[What is required] Rewrite all the records below, changing every "frame" to "image border" and keeping everything else the same. Leave the pictures out of your version.

────

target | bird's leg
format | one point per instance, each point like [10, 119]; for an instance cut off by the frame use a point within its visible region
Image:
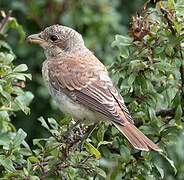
[83, 139]
[67, 135]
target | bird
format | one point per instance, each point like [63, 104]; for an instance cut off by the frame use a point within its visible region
[81, 86]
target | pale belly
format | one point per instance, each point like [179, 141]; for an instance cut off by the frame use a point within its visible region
[68, 106]
[77, 111]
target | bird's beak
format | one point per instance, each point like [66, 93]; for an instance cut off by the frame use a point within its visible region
[35, 38]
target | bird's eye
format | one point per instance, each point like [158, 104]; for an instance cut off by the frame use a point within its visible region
[54, 38]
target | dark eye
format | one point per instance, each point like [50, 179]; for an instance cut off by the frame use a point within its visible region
[54, 38]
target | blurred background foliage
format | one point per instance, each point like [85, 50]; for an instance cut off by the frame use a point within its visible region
[97, 20]
[145, 64]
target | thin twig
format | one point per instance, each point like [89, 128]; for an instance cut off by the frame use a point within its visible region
[5, 19]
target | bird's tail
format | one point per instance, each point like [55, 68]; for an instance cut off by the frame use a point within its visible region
[136, 137]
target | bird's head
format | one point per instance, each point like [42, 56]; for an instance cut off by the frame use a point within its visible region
[58, 40]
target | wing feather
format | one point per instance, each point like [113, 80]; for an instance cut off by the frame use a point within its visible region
[86, 87]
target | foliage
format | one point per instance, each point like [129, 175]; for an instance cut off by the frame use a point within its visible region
[149, 73]
[97, 20]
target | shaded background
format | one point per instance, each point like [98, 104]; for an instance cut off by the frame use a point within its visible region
[97, 20]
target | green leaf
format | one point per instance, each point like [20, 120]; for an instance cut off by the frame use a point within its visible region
[14, 24]
[172, 164]
[104, 143]
[178, 115]
[43, 123]
[7, 163]
[93, 150]
[100, 172]
[20, 136]
[160, 170]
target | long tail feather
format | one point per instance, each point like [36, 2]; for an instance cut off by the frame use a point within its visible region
[136, 137]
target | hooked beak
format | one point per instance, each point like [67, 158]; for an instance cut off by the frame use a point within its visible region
[35, 38]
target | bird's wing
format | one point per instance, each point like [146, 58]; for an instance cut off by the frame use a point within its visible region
[86, 81]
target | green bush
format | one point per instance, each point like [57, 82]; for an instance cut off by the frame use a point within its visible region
[148, 71]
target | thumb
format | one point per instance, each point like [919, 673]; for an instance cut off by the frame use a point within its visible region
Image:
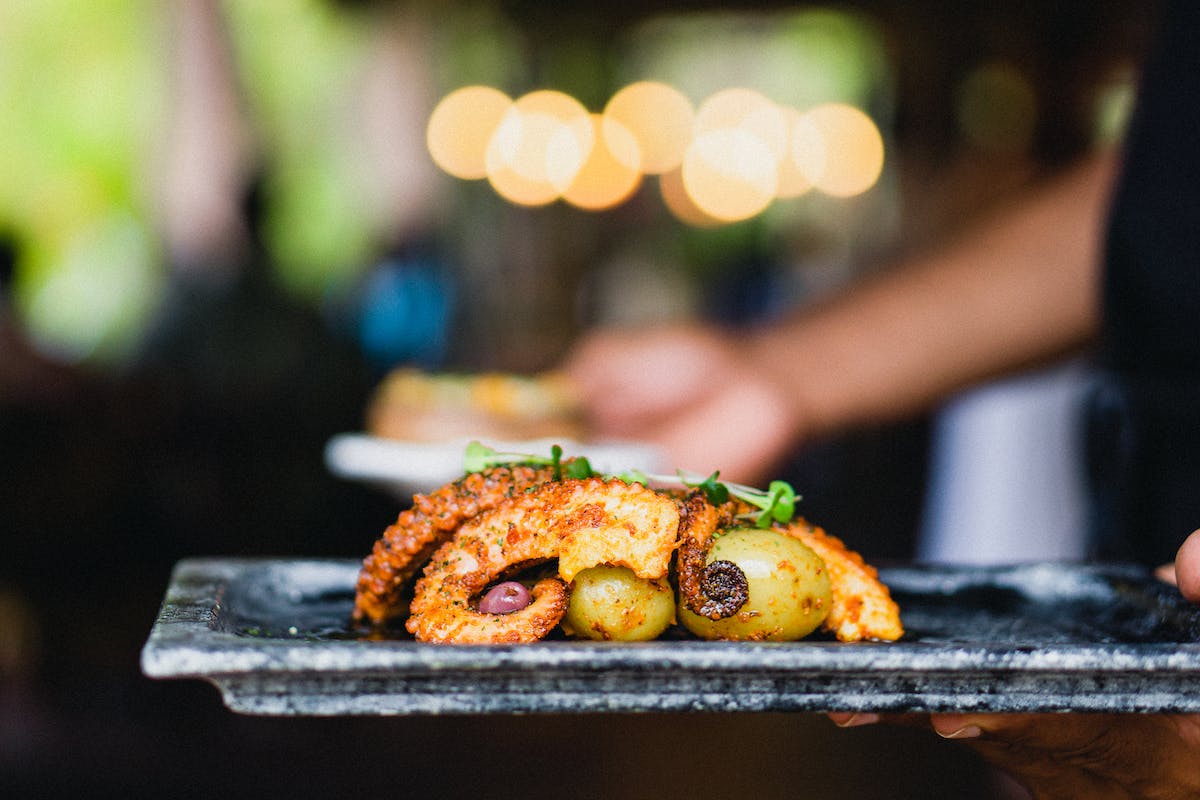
[1187, 567]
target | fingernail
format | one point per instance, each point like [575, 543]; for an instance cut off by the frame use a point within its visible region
[856, 720]
[966, 732]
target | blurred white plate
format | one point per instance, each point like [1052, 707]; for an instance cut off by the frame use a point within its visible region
[409, 467]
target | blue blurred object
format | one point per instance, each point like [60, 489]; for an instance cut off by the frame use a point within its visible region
[405, 312]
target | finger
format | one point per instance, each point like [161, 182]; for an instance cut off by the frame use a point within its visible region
[1187, 567]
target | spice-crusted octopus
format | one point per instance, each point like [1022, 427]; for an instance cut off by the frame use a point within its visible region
[861, 608]
[501, 522]
[580, 522]
[432, 519]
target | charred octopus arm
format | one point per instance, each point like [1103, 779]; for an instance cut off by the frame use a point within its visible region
[419, 530]
[580, 522]
[714, 590]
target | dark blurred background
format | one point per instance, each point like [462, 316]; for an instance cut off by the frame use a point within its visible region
[209, 217]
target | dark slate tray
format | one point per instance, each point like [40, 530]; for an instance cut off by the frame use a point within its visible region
[273, 636]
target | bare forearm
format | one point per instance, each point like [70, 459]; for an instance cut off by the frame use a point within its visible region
[1015, 289]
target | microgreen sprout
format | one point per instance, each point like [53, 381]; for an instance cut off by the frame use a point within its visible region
[777, 504]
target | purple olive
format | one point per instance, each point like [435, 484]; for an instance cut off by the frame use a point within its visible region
[504, 599]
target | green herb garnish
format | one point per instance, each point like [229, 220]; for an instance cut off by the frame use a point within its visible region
[777, 504]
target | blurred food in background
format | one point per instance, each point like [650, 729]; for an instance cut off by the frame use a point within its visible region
[223, 224]
[415, 405]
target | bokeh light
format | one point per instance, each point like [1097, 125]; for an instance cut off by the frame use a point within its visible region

────

[Reply]
target | bird's leg
format | one point per instance, each point like [10, 119]; for an instance cut off by the image border use a point within its visible region
Image:
[83, 139]
[67, 135]
target | bird
format | one point per instance, each point like [63, 104]; for an instance cut off by the image border use a point within its visible region
[81, 86]
target | pale belly
format | one point per instance, each point like [179, 141]; for an instance cut off by the image border use a point within its visible region
[68, 106]
[77, 111]
target | bird's beak
format | one point per instance, each point like [66, 93]; for an instance cut off by the image border use a point within its visible region
[35, 38]
target | bird's eye
format | one point per instance, each point like [158, 104]; for an instance cut off by the image border use a point within its visible region
[54, 38]
target | dark eye
format | one point per instance, each point like [50, 179]; for an instance cut off by the image border use a point within its visible region
[54, 38]
target | blurred background foliage
format | one point per instance, each point like [85, 50]; for an instance cut off by the image border use a point within its visible region
[97, 20]
[145, 64]
target | thin twig
format | one point per instance, each point like [89, 128]; for an instance cut off by the image border use a point within its visible region
[5, 19]
target | bird's tail
format | one point per instance, each point like [55, 68]; for an instance cut off by the image border use a point within its visible region
[136, 137]
target | bird's head
format | one point per instance, each point like [42, 56]; for an instance cut off by the image border use a point within its visible region
[58, 40]
target | wing feather
format | one point per instance, each point like [113, 80]; for an instance cut off by the image border use a point within its visible region
[86, 87]
target | foliage
format | one point per instance, each point like [129, 175]; for an instance cut off by the image border use a point within its visible region
[149, 73]
[97, 20]
target | shaded background
format | one point per instance, each point like [98, 104]; for an instance cut off by the image border use a point within its visible region
[97, 20]
target | green leaf
format | one point per instance, each point like [20, 120]; for an instance cut off by the image border use a point within its visible region
[14, 24]
[172, 164]
[104, 143]
[178, 115]
[43, 123]
[7, 163]
[93, 150]
[100, 172]
[20, 136]
[160, 170]
target | long tail feather
format | one point per instance, each point like [36, 2]; for an instance cut off by the image border use a point within its visible region
[136, 137]
target | hooked beak
format | one point per instance, each point like [67, 158]; for an instance cut off by the image border use a point within its visible region
[35, 38]
target | bird's wing
format | one point per instance, each point like [146, 58]; for an instance cut off by the image border use a point within its visible region
[86, 81]
target | green bush
format | one point per instance, each point like [57, 82]; for an instance cut off by the image border use a point within its visible region
[148, 71]
target | thumb
format | one point per instance, each point like [919, 673]; for an instance cut off by the image border use a point within its visible region
Image:
[1187, 567]
target | fingernail
format | one point per instance, each point like [575, 543]; for an instance cut off by the image border use a point within its visible region
[856, 720]
[966, 732]
target | blurred white plate
format | one point per instance, each point like [1052, 707]; for an instance cut off by the image border use a point within its visible region
[409, 467]
target | blue blurred object
format | one point per instance, each point like [60, 489]; for an instance cut off by the image border use a point within its visible region
[405, 312]
target | finger
format | one point per instance, each point like [161, 182]; for an instance cut off by the image border use a point within its visible region
[1187, 567]
target | spice-crusted octopus
format | one point per instance, each point like [1022, 427]; for an instance cut off by the image border use a point within its visible region
[861, 608]
[501, 522]
[580, 522]
[432, 519]
target | charred octopus arm
format | one point per instance, each point like [1103, 779]; for an instance cut off by the image border use a point within its visible region
[419, 530]
[580, 522]
[714, 590]
target | dark blurred background
format | one point per instance, each point like [462, 316]; for an instance cut off by the image border use a point within its visible region
[209, 217]
target | dark slate tray
format | one point per instance, each point like [40, 530]; for an instance cut off by the image border use a point within its visible region
[273, 636]
target | bare forearm
format | one point per instance, each point like [70, 459]; for an instance cut off by the image border use a point within its visible region
[1015, 289]
target | microgreen sprout
format | one point per instance, each point like [53, 381]; for an instance cut off by the image border use a point within its visible region
[777, 504]
target | purple olive
format | one point per instance, each point like [435, 484]; for an instance cut off by the image border use a point within its visible region
[504, 599]
target | green herb garnish
format | one point per instance, each point like [229, 220]; for an instance cut off by the image border use a point within its visible region
[777, 504]
target | blurred food in background
format | one point per instance, each point like [650, 729]; for an instance cut off by the image border use a point within its visible region
[223, 224]
[415, 405]
target | bokeh light
format | one point per instance, each point like [1097, 125]; for an instance cut off by the image border use a point within its visible region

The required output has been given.